### Extracted information:
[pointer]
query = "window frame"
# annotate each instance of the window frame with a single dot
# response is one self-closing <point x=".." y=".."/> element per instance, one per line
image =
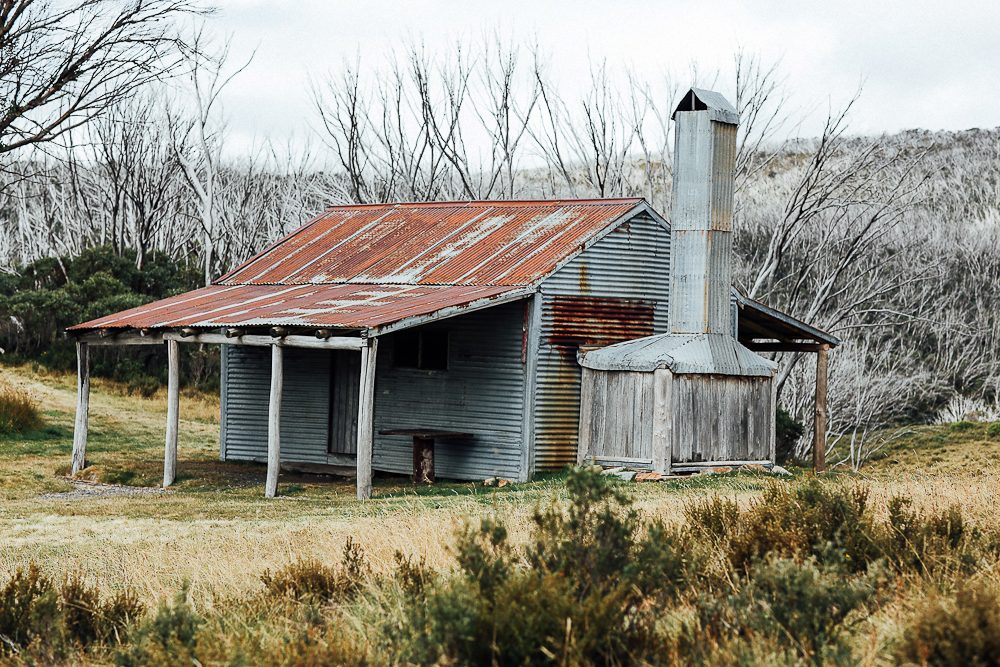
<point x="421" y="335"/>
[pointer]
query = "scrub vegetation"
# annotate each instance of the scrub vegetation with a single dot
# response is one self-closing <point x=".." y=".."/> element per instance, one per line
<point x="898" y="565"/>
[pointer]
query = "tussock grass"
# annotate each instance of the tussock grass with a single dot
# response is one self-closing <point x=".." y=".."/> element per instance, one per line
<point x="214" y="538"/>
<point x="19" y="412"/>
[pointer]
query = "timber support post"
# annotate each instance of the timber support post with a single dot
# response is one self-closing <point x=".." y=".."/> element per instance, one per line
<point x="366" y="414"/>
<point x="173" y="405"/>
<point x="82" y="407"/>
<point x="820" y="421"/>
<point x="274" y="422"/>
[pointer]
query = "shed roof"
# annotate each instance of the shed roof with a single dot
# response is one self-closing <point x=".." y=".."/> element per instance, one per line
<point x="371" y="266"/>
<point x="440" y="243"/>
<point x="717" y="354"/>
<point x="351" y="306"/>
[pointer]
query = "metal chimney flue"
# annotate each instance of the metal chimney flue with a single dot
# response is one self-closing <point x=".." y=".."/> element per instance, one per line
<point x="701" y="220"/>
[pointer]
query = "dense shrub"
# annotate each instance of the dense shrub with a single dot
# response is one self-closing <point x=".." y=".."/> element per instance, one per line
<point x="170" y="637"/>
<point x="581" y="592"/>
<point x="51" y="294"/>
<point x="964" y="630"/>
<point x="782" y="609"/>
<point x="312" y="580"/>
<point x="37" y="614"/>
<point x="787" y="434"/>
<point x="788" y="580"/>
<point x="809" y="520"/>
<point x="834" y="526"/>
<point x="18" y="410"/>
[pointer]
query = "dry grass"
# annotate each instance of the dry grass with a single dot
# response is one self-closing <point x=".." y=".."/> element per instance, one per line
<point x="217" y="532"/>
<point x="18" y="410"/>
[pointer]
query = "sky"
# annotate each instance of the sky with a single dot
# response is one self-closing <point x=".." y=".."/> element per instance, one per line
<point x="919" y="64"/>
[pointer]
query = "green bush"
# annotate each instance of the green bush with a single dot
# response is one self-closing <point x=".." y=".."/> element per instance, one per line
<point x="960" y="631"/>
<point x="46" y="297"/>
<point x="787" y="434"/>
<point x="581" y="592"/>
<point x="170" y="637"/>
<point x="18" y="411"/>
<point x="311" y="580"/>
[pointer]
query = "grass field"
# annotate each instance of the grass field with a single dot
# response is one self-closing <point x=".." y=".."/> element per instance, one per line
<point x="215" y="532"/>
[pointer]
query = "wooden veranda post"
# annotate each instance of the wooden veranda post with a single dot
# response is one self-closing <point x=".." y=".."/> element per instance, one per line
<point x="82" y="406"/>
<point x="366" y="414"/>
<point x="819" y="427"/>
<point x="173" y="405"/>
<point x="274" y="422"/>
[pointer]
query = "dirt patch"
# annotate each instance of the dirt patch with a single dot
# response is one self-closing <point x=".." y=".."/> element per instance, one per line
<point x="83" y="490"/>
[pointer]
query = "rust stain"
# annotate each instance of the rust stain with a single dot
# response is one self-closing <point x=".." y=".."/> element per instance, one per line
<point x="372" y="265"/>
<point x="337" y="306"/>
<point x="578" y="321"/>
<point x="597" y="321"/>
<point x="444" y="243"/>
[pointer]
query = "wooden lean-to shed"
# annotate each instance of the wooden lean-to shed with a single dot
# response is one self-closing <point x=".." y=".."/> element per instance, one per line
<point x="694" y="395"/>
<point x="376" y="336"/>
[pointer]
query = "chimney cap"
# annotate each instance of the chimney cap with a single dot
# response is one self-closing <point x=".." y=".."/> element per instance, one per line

### Problem to work on:
Print each line of the material above exactly, with the pictures removed from your copy.

### Full answer:
[pointer]
query = "window frame"
# annotate each instance of the window frame with a single dot
# response is one self-closing <point x=".." y=".."/> element per instance, one per line
image =
<point x="421" y="335"/>
[pointer]
query = "scrub vegetation"
# annotate each instance of the scrub vegetation with a single dot
# response is one self-closing <point x=".." y=".."/> element per instance, one per line
<point x="898" y="565"/>
[pointer]
query = "tussock grass"
# annotate each instance of the tussock grass with a single dot
# response is one self-closing <point x=".." y=".."/> element per instance, one per line
<point x="214" y="538"/>
<point x="19" y="412"/>
[pointer]
query = "timber support post"
# annotate each instance of the timber support post with a single dot
# response is one self-closing <point x=".." y=".."/> element per instance, one per line
<point x="366" y="414"/>
<point x="173" y="405"/>
<point x="82" y="407"/>
<point x="820" y="421"/>
<point x="274" y="422"/>
[pointer]
query = "shed roof"
# annotate each instance of the shed roof with a single dot
# response is one self-closing <point x=".." y=".."/> element per instance, one per line
<point x="371" y="266"/>
<point x="440" y="243"/>
<point x="717" y="354"/>
<point x="351" y="306"/>
[pointer]
query = "metal chimney flue"
# annotate each instance of the metal chimney flue with a single dot
# response is one self-closing <point x=".." y=".."/> element per instance, one per line
<point x="701" y="220"/>
[pointer]
query = "dense shrub"
# annotate each instance of the dense shrub with a single dot
# response is one self-closing <point x=".." y=".."/> element per instance, one per line
<point x="170" y="637"/>
<point x="581" y="592"/>
<point x="51" y="294"/>
<point x="964" y="630"/>
<point x="782" y="609"/>
<point x="312" y="580"/>
<point x="37" y="614"/>
<point x="787" y="434"/>
<point x="788" y="580"/>
<point x="809" y="520"/>
<point x="834" y="526"/>
<point x="18" y="410"/>
[pointer]
query = "dry grass"
# annotate each instance of the dry grass with a single dot
# response is one self-closing <point x=".." y=".."/> element per instance, one per line
<point x="217" y="532"/>
<point x="18" y="410"/>
[pointer]
query = "sky"
# annotate each instance of the sky with a single dot
# response is one self-closing <point x=".." y=".."/> element per instance, one per line
<point x="919" y="64"/>
[pointer]
query = "green bush"
# annotate each instance of the green bush with a single dot
# response is one self-closing <point x=".." y=".."/> element per instance, one per line
<point x="960" y="631"/>
<point x="46" y="297"/>
<point x="787" y="434"/>
<point x="581" y="592"/>
<point x="170" y="637"/>
<point x="18" y="411"/>
<point x="311" y="580"/>
[pointer]
query = "grass field"
# annotate each instance of the grass field with a single dot
# response is one self-closing <point x=".." y=".."/> element per instance, one per line
<point x="215" y="532"/>
[pointer]
query = "wooden veranda post"
# annotate each instance of the wooden veranda post with a single dot
# response is one self-closing <point x=".." y=".."/> element per instance, one per line
<point x="82" y="406"/>
<point x="366" y="414"/>
<point x="819" y="427"/>
<point x="173" y="405"/>
<point x="274" y="422"/>
[pointer]
query = "dirt patch"
# annotate each instance of the dirt patch with a single dot
# response is one self-closing <point x=".." y=".."/> element per instance, one per line
<point x="83" y="490"/>
[pointer]
query = "rust stain"
# annotate each instance of the rust stain with a single dot
# response is one self-closing <point x=".." y=".."/> element per instance, one per line
<point x="372" y="265"/>
<point x="337" y="306"/>
<point x="578" y="321"/>
<point x="597" y="321"/>
<point x="444" y="243"/>
[pointer]
query = "wooden lean-to shed"
# annotate each instance of the wooden lean-to shed with a single dot
# response is one self-closing <point x=".." y=".."/> element per instance, one per line
<point x="694" y="395"/>
<point x="376" y="336"/>
[pointer]
query = "chimney cap"
# annotate each instance of the chimney cap with a single dot
# response is one self-closing <point x=".." y=".."/> element per instance, one per line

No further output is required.